### Testo:
'''

Festa di san Fortunato, Patrono della Diocesi: celebrata la solenne Messa a Todi, presieduta dal Card. Antonelli

Facebooktwittergoogle_plusredditpinterestlinkedinmail

Questo pomeriggio, a Todi, alle ore 18:00, il Card. Ennio Antonelli ha presieduto la solenne Messa in occasione della festa di san Fortunato, Patrono della Diocesi e del Comune di Todi, nella chiesa dedicata al Santo. Hanno concelebrato il Vescovo Gualtiero Sigismondi e il clero diocesano.
Riportiamo, di seguito, il saluto di Mons. Gualtiero al Cardinale e il testo integrale dell’omelia. . 

Indirizzo di saluto a S. E. il Sig. card. Ennio Antonelli – San Fortunato, 14 ottobre 2024

Nel salutare il popolo santo di Dio, tutte le autorità civili e militari e, in particolare, il presbiterio, il mio sguardo si volge a lei, Eminenza, che senza indugio ha accolto l’invito a presiedere questa Eucaristia nella solennità di san Fortunato, Patrono della Diocesi di Orvieto-Todi, in cui lei ha ricevuto il dono della fede e quello del sacerdozio ministeriale. Prima dell’ordinazione episcopale anche lei ha guardato la Chiesa con l’occhio del figlio che riposa, più o meno tranquillo e sereno, nelle braccia di sua madre. Poi, da vescovo, ha scoperto nella Chiesa la Sposa: i sentimenti sono profondamente diversi! Quando si guarda il volto della propria madre le rughe si notano, ma non si osservano, poiché ne modellano la bellezza; quando invece si ammira il volto della sposa – lei lo sa bene – le rughe si notano, si osservano e, addirittura, si contano!

'''

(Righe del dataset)
'''

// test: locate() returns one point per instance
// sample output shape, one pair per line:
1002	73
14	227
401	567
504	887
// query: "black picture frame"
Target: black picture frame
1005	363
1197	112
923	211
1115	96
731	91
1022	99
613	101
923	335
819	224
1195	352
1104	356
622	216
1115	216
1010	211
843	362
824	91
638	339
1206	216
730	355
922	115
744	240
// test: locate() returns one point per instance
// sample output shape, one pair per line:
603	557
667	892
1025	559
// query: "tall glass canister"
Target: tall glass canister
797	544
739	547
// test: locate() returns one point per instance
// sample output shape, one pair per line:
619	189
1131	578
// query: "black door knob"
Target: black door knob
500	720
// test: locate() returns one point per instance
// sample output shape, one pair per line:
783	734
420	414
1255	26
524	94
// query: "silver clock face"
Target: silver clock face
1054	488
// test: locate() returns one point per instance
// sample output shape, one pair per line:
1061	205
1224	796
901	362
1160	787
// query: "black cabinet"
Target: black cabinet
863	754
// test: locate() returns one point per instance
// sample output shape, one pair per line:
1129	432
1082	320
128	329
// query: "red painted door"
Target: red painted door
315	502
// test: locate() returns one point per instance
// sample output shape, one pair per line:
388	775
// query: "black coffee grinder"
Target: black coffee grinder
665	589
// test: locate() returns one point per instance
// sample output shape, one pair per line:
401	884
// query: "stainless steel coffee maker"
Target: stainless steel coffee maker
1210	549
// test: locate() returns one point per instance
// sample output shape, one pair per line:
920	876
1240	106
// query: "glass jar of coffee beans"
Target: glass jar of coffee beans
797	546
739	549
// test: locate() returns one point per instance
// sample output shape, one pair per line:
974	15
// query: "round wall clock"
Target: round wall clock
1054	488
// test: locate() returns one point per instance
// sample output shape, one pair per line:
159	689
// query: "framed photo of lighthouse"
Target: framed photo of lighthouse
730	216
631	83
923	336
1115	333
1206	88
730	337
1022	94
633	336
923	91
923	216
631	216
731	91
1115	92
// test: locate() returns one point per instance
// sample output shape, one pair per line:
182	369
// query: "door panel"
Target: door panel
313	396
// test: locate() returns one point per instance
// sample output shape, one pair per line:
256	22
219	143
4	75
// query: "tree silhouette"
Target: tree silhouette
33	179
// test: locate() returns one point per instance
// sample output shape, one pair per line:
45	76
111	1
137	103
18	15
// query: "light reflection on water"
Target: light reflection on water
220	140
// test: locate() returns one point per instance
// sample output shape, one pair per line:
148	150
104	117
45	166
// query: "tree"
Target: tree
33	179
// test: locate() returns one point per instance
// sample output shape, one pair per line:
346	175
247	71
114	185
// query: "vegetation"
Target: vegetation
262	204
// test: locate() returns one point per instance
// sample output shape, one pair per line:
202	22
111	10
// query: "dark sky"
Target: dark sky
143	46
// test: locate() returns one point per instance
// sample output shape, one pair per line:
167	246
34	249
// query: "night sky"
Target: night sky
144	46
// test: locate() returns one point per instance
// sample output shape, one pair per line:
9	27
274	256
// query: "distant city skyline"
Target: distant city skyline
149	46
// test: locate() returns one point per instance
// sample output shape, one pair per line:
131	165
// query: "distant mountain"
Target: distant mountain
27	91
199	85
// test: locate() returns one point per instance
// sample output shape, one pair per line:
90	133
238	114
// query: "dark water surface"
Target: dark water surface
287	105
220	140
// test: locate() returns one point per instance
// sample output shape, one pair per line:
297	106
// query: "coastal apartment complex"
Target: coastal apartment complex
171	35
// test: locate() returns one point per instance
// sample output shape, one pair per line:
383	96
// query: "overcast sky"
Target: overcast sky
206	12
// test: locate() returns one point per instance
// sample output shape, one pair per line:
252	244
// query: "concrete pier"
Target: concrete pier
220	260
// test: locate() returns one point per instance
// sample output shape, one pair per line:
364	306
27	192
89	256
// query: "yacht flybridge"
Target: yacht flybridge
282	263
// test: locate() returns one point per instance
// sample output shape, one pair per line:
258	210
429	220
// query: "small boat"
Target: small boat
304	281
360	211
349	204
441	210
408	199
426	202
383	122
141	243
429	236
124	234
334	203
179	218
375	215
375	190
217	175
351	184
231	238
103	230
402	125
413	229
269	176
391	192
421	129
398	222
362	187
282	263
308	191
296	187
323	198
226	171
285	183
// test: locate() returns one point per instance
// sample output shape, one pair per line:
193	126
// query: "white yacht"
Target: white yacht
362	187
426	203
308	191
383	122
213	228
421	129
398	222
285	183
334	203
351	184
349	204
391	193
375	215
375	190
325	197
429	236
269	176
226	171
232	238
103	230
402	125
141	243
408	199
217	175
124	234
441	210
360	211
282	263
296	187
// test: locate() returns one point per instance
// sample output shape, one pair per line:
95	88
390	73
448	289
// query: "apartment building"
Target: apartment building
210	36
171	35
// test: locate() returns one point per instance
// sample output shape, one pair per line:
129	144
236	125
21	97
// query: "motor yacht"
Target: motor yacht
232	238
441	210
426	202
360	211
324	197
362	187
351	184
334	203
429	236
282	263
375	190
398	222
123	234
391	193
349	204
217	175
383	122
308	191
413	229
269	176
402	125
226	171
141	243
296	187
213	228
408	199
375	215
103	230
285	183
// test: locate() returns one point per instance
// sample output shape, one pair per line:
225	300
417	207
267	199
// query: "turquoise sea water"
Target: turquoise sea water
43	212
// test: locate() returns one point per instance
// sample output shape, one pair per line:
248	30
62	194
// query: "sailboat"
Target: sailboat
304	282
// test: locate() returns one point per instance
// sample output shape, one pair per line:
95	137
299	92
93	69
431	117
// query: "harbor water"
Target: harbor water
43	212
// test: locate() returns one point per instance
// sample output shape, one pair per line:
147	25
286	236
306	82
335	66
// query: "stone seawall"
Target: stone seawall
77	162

'''

### Azioni da svolgere:
(1) Secondo l'articolo su san Fortunato, a che ora è cominciata la solenne Messa a Todi?
(2) Per favore, indica se ogni affermazione concorda con l'articolo su san Fortunato, rispondendo sì o no e citando le parole decisive dell'articolo. (a) Il Vescovo Gualtiero Sigismondi ha concelebrato la Messa. (b) San Fortunato è Patrono della Diocesi, ma non del Comune di Todi. (c) Il cardinale ha ricevuto il dono della fede nella Diocesi di Orvieto-Todi.
Le righe non hanno alcun ruolo in questo lavoro.

### Risposte in ordine:
(1) Alle ore 18:00.

(2)
(a) Sì: "Hanno concelebrato il Vescovo Gualtiero Sigismondi e il clero diocesano."
(b) No: "Patrono della Diocesi e del Comune di Todi"
(c) Sì: "Patrono della Diocesi di Orvieto-Todi, in cui lei ha ricevuto il dono della fede e quello del sacerdozio ministeriale"